**Records supplied**
——
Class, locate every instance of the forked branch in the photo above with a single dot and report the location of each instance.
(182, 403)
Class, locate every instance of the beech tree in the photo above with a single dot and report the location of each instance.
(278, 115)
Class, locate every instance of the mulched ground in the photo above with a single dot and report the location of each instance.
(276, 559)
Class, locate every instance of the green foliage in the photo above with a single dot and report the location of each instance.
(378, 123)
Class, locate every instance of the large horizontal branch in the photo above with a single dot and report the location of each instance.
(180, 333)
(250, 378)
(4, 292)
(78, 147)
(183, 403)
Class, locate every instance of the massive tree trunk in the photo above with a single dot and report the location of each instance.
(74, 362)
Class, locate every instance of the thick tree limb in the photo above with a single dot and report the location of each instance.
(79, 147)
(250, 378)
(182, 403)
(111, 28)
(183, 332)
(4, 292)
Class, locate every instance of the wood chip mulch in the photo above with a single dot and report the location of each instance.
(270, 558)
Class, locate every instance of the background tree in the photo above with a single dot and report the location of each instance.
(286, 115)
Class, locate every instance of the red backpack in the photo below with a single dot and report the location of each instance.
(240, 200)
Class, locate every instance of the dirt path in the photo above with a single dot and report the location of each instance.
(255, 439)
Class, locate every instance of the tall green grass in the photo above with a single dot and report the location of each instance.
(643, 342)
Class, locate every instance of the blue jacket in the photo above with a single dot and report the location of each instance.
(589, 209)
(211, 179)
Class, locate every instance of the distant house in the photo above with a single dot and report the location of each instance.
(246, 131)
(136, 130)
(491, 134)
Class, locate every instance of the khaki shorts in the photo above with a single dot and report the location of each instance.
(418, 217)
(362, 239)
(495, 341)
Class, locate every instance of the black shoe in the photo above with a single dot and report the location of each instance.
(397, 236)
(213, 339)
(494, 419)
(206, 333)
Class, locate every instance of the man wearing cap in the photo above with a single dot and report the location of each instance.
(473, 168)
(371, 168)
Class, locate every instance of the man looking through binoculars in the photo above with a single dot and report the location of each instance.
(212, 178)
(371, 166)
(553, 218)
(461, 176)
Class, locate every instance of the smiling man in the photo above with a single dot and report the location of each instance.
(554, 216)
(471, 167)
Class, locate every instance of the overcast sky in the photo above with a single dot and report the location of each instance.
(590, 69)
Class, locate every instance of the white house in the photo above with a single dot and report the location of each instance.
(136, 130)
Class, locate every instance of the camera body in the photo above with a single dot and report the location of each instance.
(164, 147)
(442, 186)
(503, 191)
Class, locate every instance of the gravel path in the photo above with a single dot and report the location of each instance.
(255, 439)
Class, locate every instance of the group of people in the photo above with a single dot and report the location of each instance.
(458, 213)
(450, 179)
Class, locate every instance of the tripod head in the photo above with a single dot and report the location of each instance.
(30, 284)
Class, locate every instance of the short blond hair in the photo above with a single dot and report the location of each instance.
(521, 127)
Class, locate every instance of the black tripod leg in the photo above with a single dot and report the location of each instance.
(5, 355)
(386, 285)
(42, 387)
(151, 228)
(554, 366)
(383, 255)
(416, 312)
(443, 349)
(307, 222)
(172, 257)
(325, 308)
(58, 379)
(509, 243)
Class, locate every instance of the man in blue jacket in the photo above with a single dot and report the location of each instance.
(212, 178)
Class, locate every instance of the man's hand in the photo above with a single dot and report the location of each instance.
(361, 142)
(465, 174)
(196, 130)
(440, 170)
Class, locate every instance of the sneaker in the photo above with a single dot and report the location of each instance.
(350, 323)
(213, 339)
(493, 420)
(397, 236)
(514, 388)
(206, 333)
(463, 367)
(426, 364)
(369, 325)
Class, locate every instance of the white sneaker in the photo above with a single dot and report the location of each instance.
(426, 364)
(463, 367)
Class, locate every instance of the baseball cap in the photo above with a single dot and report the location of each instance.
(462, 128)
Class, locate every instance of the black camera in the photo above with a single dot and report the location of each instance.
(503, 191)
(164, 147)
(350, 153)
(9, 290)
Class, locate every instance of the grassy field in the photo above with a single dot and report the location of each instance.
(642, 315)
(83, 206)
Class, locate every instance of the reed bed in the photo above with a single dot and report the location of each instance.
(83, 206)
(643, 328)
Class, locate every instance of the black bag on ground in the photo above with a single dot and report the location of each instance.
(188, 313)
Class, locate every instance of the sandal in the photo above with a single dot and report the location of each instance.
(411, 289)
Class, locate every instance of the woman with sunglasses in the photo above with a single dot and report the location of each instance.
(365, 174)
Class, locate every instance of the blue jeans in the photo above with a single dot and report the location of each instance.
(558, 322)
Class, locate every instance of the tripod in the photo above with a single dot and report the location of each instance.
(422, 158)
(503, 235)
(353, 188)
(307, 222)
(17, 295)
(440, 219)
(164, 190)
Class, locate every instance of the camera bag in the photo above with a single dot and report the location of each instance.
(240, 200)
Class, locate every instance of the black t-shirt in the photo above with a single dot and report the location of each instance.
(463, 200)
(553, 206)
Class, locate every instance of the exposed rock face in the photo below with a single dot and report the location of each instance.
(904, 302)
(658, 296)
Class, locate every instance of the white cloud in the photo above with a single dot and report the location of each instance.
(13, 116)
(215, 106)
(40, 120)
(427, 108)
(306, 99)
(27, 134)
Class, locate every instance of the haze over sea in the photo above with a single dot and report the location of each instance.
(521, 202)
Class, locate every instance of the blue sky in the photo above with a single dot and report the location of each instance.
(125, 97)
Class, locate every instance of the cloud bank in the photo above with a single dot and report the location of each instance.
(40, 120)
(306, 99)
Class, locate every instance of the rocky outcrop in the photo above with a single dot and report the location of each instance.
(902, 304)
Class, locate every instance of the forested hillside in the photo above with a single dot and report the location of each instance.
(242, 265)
——
**Assignment**
Repeat, exactly, every line from the one containing "Class, locate every instance of the exposed" through the final line of the listing above, adding nothing.

**Solved problem**
Class, locate every instance of the exposed rock face in the photo below with a single dot and report the location of each instance.
(904, 302)
(658, 296)
Class, locate every instance of the white cloud in the photo above with a single dot and report the location of each instance.
(13, 116)
(215, 106)
(40, 120)
(427, 108)
(306, 99)
(27, 134)
Class, locate every instance of the haze over sea in the photo above with a single dot and report the location of each instance.
(521, 202)
Class, locate every instance of the blue sky in the photo above with a single dot and report the location of each instance.
(125, 97)
Class, locate every instance of the cloud bank in the photo above with a single dot and report the location of each instance.
(40, 120)
(306, 99)
Class, locate every instance of the rocky outcrop in the photo above with a single dot and report the location of each instance.
(902, 304)
Class, locate every instance of the forested hillside in the photo above with a single dot and report the location of each instance.
(242, 265)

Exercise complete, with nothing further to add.